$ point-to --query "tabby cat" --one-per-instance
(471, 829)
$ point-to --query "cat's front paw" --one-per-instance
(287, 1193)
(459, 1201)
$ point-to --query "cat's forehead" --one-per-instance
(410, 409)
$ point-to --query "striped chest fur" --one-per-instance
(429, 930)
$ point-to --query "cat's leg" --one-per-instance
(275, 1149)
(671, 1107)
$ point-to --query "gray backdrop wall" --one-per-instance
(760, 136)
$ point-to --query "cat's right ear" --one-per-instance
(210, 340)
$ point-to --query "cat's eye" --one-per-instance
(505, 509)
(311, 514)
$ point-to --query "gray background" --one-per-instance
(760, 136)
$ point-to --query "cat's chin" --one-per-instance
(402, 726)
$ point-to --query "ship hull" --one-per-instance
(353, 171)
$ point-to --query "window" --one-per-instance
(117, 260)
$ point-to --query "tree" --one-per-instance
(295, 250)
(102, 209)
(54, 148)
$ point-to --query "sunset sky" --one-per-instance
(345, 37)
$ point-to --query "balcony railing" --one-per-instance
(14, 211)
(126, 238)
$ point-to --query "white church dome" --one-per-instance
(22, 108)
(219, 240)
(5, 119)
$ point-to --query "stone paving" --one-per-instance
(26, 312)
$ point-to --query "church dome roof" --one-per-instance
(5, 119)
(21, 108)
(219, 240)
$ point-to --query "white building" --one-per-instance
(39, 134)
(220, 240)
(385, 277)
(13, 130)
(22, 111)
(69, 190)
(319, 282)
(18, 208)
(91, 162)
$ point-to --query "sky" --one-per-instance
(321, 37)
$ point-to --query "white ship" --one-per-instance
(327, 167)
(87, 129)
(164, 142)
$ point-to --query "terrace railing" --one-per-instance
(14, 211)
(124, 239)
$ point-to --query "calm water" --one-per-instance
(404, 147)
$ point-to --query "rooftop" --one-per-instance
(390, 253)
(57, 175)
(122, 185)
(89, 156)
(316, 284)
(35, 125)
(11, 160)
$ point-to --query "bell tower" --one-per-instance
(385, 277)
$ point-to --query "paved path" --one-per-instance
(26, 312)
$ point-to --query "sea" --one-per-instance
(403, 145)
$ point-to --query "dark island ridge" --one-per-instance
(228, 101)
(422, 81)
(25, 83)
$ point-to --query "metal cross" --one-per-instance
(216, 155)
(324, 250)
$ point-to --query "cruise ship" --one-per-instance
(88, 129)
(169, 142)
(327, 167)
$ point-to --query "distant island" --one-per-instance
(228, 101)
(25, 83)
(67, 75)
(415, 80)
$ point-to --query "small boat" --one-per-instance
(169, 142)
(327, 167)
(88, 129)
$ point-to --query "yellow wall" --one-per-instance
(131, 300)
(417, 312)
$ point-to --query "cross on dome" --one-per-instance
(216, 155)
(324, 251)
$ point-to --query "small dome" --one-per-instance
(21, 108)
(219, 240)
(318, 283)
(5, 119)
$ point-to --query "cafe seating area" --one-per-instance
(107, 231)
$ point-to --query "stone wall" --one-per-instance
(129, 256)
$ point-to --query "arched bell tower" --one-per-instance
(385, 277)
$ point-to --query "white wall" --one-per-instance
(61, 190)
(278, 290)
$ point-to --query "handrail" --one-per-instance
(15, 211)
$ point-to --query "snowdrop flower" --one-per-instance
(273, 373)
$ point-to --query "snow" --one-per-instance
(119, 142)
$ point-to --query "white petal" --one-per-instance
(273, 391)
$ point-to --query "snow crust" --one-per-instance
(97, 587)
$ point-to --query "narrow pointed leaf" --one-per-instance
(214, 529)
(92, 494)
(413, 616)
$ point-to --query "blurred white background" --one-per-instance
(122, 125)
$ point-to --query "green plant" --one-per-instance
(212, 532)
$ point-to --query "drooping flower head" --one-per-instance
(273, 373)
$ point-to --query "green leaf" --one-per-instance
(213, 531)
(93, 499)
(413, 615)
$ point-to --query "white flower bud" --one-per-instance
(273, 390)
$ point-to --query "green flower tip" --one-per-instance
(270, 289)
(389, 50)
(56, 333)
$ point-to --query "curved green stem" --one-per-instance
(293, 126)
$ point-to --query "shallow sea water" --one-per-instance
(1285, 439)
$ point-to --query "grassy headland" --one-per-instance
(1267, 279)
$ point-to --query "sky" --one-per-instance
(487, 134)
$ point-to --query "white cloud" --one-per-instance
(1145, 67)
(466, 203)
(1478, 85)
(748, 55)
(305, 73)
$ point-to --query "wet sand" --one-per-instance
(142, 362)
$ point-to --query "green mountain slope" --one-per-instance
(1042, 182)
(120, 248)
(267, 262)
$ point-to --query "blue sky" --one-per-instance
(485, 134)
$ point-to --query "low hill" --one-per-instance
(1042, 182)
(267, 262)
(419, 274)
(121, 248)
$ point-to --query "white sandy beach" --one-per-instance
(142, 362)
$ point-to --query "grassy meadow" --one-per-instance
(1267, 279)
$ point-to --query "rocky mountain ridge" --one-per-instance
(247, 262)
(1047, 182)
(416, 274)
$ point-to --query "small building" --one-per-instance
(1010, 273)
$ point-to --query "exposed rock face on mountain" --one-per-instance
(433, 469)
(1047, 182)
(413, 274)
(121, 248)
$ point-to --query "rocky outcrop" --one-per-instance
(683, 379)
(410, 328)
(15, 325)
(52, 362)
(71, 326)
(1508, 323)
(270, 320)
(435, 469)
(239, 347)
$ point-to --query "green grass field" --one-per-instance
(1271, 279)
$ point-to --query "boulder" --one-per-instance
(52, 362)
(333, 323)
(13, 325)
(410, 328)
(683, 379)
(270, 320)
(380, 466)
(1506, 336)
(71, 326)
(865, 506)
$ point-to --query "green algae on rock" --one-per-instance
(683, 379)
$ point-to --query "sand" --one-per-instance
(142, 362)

+ + + +

## Instruction:
Nothing outside the span should appear: transcribe the lines from the one containing "rock face on" through the last line of the records.

## Answer to the problem:
$ point-to --query "exposed rock face on mountain" --one-per-instance
(433, 469)
(1047, 182)
(413, 274)
(121, 248)
$ point-to --query "rocky outcrop" --one-per-instance
(683, 379)
(410, 328)
(15, 325)
(52, 362)
(71, 326)
(1508, 323)
(270, 320)
(435, 469)
(239, 347)
$ point-to --query "green grass field" --one-per-instance
(1271, 279)
$ point-to --query "boulder" --one-per-instance
(52, 362)
(333, 323)
(13, 325)
(410, 328)
(683, 379)
(270, 320)
(380, 466)
(1506, 336)
(71, 326)
(865, 506)
$ point-to --query "green algae on rock" --one-per-instance
(683, 379)
$ point-to --query "sand" --one-per-instance
(142, 362)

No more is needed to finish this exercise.